## Data records
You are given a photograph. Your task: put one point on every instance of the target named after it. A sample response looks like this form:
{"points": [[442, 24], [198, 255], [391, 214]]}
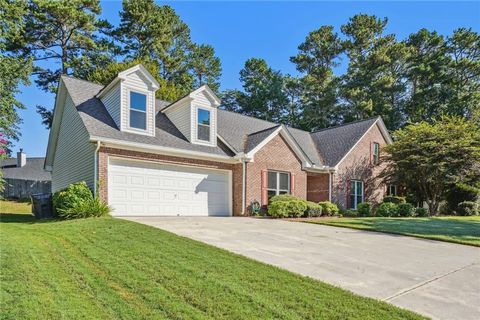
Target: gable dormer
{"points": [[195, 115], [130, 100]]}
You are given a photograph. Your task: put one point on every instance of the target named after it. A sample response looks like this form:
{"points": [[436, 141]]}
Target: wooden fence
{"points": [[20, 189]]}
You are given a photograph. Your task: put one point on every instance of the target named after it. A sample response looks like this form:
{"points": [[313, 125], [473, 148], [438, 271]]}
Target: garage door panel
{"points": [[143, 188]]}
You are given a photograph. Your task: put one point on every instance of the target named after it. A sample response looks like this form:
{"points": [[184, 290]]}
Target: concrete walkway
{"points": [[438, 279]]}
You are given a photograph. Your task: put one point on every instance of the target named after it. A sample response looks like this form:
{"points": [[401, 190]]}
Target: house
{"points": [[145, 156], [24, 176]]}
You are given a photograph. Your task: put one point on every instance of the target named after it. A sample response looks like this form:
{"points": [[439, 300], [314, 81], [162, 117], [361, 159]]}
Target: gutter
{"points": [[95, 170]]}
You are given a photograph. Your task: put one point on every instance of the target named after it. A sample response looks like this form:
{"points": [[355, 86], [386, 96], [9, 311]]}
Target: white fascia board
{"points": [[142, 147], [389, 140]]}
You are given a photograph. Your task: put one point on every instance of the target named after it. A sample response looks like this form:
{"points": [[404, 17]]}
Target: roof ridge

## Problem requirements
Leave the pictures out and print every record exactly.

## Solved exercise
You are given a photograph. Your task: put one point on every instance of the target named after it. A sample response looks like this form:
{"points": [[442, 24], [198, 255], [391, 214]]}
Target: gable dormer
{"points": [[195, 115], [130, 100]]}
You are given a photograph. Your task: put one point on every instance of the target named after it. A sample response looks like this form:
{"points": [[436, 141]]}
Target: wooden fence
{"points": [[20, 189]]}
You are given a photograph. Your task: put one point on every instance of the target named after it. A sample response looks like this form:
{"points": [[313, 125], [473, 148], [438, 271]]}
Target: garage door panel
{"points": [[143, 188]]}
You are given a photograph. Your task: put one point on every instance of the target named after it. A sample response looks like this form:
{"points": [[184, 290]]}
Target: concrete walkway
{"points": [[438, 279]]}
You are given a photograph. Your task: put one point on every instance of the target named after it. A sample response looks like this form:
{"points": [[401, 190]]}
Target: house
{"points": [[145, 156], [24, 176]]}
You are given a photograph. Your task: put one point on every instance of the target named after it. A sample response looks like this form:
{"points": [[439, 300], [314, 81], [162, 117], [361, 159]]}
Target: gutter
{"points": [[95, 170]]}
You are given a photograph. Your task: put one point on every instance of the target named after it. A sample response looks like this form:
{"points": [[355, 86], [386, 96], [9, 311]]}
Target: white fascia board
{"points": [[142, 147], [389, 140]]}
You are given a photograph. Your task: put one point on every instance of the target named after it. A sample response looks like this form:
{"points": [[404, 17]]}
Target: roof ridge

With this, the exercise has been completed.